# start of Exercise material
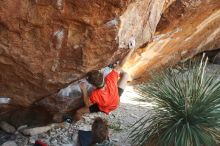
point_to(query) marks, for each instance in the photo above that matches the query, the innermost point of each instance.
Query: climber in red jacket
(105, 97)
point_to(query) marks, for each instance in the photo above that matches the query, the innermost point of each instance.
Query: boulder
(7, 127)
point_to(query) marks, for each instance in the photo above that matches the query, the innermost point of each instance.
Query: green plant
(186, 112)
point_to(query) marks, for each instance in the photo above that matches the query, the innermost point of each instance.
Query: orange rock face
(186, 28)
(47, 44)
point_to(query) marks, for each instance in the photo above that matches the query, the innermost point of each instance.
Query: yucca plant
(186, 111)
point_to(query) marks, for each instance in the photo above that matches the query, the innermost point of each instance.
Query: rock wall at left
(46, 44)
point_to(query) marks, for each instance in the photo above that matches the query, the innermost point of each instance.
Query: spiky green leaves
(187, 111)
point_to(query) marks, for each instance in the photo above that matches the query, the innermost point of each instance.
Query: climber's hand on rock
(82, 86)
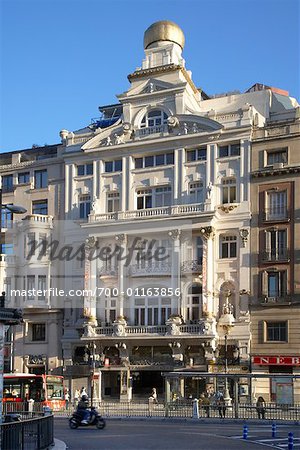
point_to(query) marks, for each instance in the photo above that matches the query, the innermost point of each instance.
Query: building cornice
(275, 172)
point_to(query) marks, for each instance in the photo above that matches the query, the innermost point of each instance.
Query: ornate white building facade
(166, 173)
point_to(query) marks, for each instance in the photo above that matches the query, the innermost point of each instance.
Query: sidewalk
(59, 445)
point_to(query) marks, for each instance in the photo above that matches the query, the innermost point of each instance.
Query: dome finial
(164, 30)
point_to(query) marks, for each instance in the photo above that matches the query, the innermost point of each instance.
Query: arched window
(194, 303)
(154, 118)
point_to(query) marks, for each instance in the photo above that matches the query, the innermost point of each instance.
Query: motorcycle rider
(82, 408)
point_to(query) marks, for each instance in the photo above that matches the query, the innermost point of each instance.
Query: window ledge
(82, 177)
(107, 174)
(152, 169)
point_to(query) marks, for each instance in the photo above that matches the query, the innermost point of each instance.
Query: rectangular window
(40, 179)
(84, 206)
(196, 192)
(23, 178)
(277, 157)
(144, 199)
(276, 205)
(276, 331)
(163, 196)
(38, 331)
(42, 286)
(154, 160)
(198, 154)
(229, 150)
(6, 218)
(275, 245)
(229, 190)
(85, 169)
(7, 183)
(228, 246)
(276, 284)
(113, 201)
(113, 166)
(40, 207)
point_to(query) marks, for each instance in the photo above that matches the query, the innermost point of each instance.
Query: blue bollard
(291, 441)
# end of Exercise material
Directions: Omit the pictures and give the material again, exactly and in full.

Task output:
point_to(query) marks, for each instance in the photo above that matches the query, the innermost point of each instance.
Query: climber in red jacket
(105, 97)
point_to(query) marks, for each instance in the photo above that matches the query, the innermost point of each instance.
Query: boulder
(7, 127)
point_to(query) marks, for each instance in the photo above that matches the query, the innermost point of each instance.
Query: green plant
(186, 112)
point_to(query) marks, for each instance in the photo above that matches the query, the innermost point of each instance.
Query: orange rock face
(186, 28)
(47, 44)
point_to(query) marks, for each instance in the photo above that matches the query, the innermost point of each instance.
Query: yucca plant
(186, 111)
point_to(query) marks, for each instance in the photo above that matches the query, the innermost point of each instance.
Query: rock wall at left
(46, 44)
point_to(query) marks, for each instance in the photo above that matches the query, the innermost point of each instance.
Query: spiky green leaves
(187, 111)
point_to(query) marks, for each instance in the photo above that matches the query, the innermost point of each instance.
Query: climber's hand on rock
(82, 86)
point_to(query) marks, for each instance in the photo above that matches the query, the innermost point of each instance.
Query: building cornice
(275, 172)
point_to(query) marks, for each instance in the photo above that matches the query, the innermost point of each instance.
Query: ornate white building facade
(166, 173)
point_to(query) marks, for each instance in the photo above that matches the query, the innermost point of each instance.
Query: sidewalk
(59, 445)
point_to(query) marks, for each instance in the photo above that matches the query, the innermost point of each instance.
Query: dome finial
(164, 30)
point_to(query) marks, for each instance in the photo above that matches the query, the innermost point of each instance.
Query: arched window
(194, 303)
(154, 118)
point_to(query) marks, for each instance in the photo above that matches the query, the innermost point of each instance.
Query: motorcycle rider
(82, 408)
point_to(query) marks, for each instance in the photo above that matches the query, the innermost point of each instance.
Query: window ledge
(82, 177)
(107, 174)
(152, 169)
point_to(query) marks, for each instance in the photo above that matches the query, the innermost point of each instance.
Query: rectangular window
(40, 179)
(84, 206)
(196, 192)
(23, 178)
(277, 157)
(144, 199)
(276, 205)
(276, 331)
(163, 196)
(38, 331)
(42, 286)
(154, 160)
(198, 154)
(229, 150)
(6, 218)
(275, 245)
(229, 190)
(85, 169)
(7, 183)
(228, 246)
(276, 284)
(113, 201)
(113, 166)
(40, 207)
point_to(query) marks, for each instance in the photo above that matches the query, the innermost point of each instance.
Query: blue bollard
(291, 441)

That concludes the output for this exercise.